Written instruction — Copy out the material below word for word, beginning at the line that contains "Tag each instance of the pine" and continuing through the end of the material.

[Position identification records]
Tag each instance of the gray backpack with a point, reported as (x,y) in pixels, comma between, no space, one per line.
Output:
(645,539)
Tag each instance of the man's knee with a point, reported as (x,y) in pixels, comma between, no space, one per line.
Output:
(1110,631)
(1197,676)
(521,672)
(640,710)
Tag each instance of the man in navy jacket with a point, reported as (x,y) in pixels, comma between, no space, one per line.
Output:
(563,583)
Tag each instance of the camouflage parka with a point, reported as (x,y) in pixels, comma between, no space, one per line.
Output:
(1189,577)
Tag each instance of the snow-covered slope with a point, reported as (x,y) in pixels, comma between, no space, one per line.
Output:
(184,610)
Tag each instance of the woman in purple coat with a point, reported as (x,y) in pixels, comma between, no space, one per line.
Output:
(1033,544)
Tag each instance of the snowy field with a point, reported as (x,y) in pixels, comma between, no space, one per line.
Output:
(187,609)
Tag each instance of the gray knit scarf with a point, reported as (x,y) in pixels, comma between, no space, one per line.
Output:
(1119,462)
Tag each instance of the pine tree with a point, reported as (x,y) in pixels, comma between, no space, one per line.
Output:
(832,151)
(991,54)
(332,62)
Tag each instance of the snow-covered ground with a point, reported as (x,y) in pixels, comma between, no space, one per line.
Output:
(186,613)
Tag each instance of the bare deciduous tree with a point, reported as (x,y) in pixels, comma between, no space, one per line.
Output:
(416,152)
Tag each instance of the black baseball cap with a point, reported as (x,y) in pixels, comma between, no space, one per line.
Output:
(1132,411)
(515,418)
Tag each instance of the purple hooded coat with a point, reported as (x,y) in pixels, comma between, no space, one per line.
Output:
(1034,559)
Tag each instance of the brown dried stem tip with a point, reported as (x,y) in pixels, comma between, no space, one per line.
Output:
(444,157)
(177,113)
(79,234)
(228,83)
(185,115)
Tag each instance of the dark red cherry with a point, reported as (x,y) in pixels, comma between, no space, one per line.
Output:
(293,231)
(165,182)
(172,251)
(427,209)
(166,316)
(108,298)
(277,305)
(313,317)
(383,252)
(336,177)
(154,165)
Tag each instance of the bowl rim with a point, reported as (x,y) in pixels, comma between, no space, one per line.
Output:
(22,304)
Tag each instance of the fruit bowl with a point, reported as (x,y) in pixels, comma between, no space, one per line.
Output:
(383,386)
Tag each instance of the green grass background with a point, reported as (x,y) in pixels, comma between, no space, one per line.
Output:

Solution for this problem —
Tag each instance of the pine tree with a point, reported as (x,y) in pixels, comma between, no space, one per line.
Output:
(832,151)
(991,54)
(332,62)
Tag each instance of the snow-covered ground with a point, reported as (x,y) in pixels, comma between, no space, one per line.
Output:
(186,613)
Tag each instance of the bare deciduous tree with a point, reported as (x,y) in pixels, comma between, no space, one per line.
Output:
(416,152)
Tag each instance of the black baseball cap with a point, reported as (x,y) in pixels, comma between, no space, one per line.
Output:
(1132,411)
(515,418)
Tag each instance of the purple hooded coat with a point, reported as (x,y) in pixels, comma between, no space, one per line.
Output:
(1034,559)
Tag each instance of the brown dried stem tip with a point, reported as (x,y) in pixels, comma between, no space, one per line.
Output:
(444,157)
(177,113)
(79,234)
(228,83)
(185,115)
Tag each instance of the dark red cherry with a point, reported as (x,y) in pixels, comma between, no space, one per line.
Output:
(293,231)
(165,182)
(172,251)
(427,209)
(166,316)
(108,298)
(277,305)
(313,317)
(383,252)
(336,177)
(154,165)
Tag each instance of the bowl rim with a point, reported as (x,y) in pixels, comma between, no space, one per line.
Output:
(22,304)
Tag each instance of the fruit bowl with a point, reported as (x,y) in pixels, comma between, no space, one per line.
Output:
(383,386)
Tag each instance of the green grass background with a point, reported as (x,y) in pixels, comma between, no space, one per line.
Output:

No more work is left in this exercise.